> Excerpt to read
####################
Multalign Viewer Multalign Viewer icon

Multalign Viewer allows viewing and manipulation of multiple sequence alignments. If at the same time the corresponding structures are displayed in Chimera, there can be crosstalk showing which regions on the structures are those highlighted in the sequences. In addition, structures can be superimposed based on the sequence alignment. For an informal introduction, see the Sequences and Structures tutorial.

MinRMS, a stand-alone program available from the UCSF Computer Graphics Lab, produces structural superpositions and other data that can be displayed with the extension AlignPlot, as well as sequence alignments that can be displayed with Multalign Viewer (and MSF Viewer). However, many other programs (beyond the Chimera suite) can generate sequence alignments suitable as input to Multalign Viewer. Likewise, structural alignments for display in Chimera can be generated in several ways other than running MinRMS, including manually.

Multalign Viewer is under development. New features will continue to be added. Currently, however, MSF Viewer may be more useful for some applications.

STARTUP AND INPUT

Multalign Viewer is an extension in the Homology category. There are several ways to start an extension. Explicitly starting Multalign Viewer brings up a dialog for opening files. File formats that can be read (and written, except for RSF) are:

Format Prefix Suffix
Aligned FASTA afasta: .afasta
.fasta
.fa
Aligned NBRF/PIR pir: .pir
Clustal ALN aln: .aln
.clustal
.clustalw
.clustalx
GCG MSF msf: .msf
GCG RSF rsf: .rsf

One of these types can be chosen from the File type: pulldown menu near the bottom of the dialog, or the type can be inferred from the suffix(es) of the chosen file(s). Once a file has been read, a sequence window containing the alignment appears; if multiple files are read, each is shown in a separate sequence window. Multalign Viewer menu items are explained within the following sections, and a full listing with short descriptions is included at the end of this page.

Note that Multalign Viewer can be started automatically from AlignPlot (see the show sequence alignment feature).
####################
> To be done
1. Rewrite the stretch of the Multalign Viewer page from "Multalign Viewer is under" through "for some applications.", swapping "applications" for "tasks".
2. Write the next part of the Multalign Viewer page, picking up after its last sentence.
The lines after the Multalign Viewer page are separate material.

> Supplied material
####################
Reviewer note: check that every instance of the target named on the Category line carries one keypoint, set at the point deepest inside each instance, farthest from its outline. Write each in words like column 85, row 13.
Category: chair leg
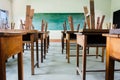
####################
> Task results
1.
Multalign Viewer is under development. New features will continue to be added. Currently, however, MSF Viewer may be more useful for some tasks.

2.
THE SEQUENCE WINDOW

Multalign Viewer - sequence window excerpt

This figure shows part of the sequence window contents for the input file apoex.fa. A Consensus sequence and Conservation histogram are shown above the multiple alignment. In the consensus sequence, well-conserved residues (80% or greater) are capitalized and colored purple, except for the completely conserved residues, which are shown in red. Lowercase letters in the consensus sequence indicate the residue type most prevalent (not necessarily >50%) at a position in the multiple alignment. If several residue types are equally the most prevalent, one is chosen at random to appear in the consensus sequence. If a gap is most prevalent or equally the most prevalent as one or more residue types, a gap appears in the consensus sequence. The histogram bar height shows (M - 1)/(N - 1), where M is the number of occurrences of the consensus residue type at a position in the alignment and N is the number of sequences in the alignment. Thus, if every sequence has a different residue at a given position, the bar height is zero, not 1/N.

Several aspects of the sequence window appearance can be controlled in the Multalign Viewer preferences. The colored regions are described below. Tools... Find Subsequence in the Multalign Viewer menu can be used to search for the occurrence of a particular string of residues in one or all of the sequences.

When the cursor is in the sequence window, the Page Down key (or space) moves the view down to start with the block below the topmost block whose beginning is currently visible; Page Up (or Shift-space) moves the view up to start with the block above the topmost block whose beginning is currently visible.

The Hide button closes the sequence window without changing the state of Multalign Viewer. The sequence window can be reinvoked using the Raise option for the Multalign Viewer instance in the Extensions menu (abbreviated MAV). This is also useful when the window has become obscured by other windows. Help opens this manual page in a browser window, and Quit exits from Multalign Viewer.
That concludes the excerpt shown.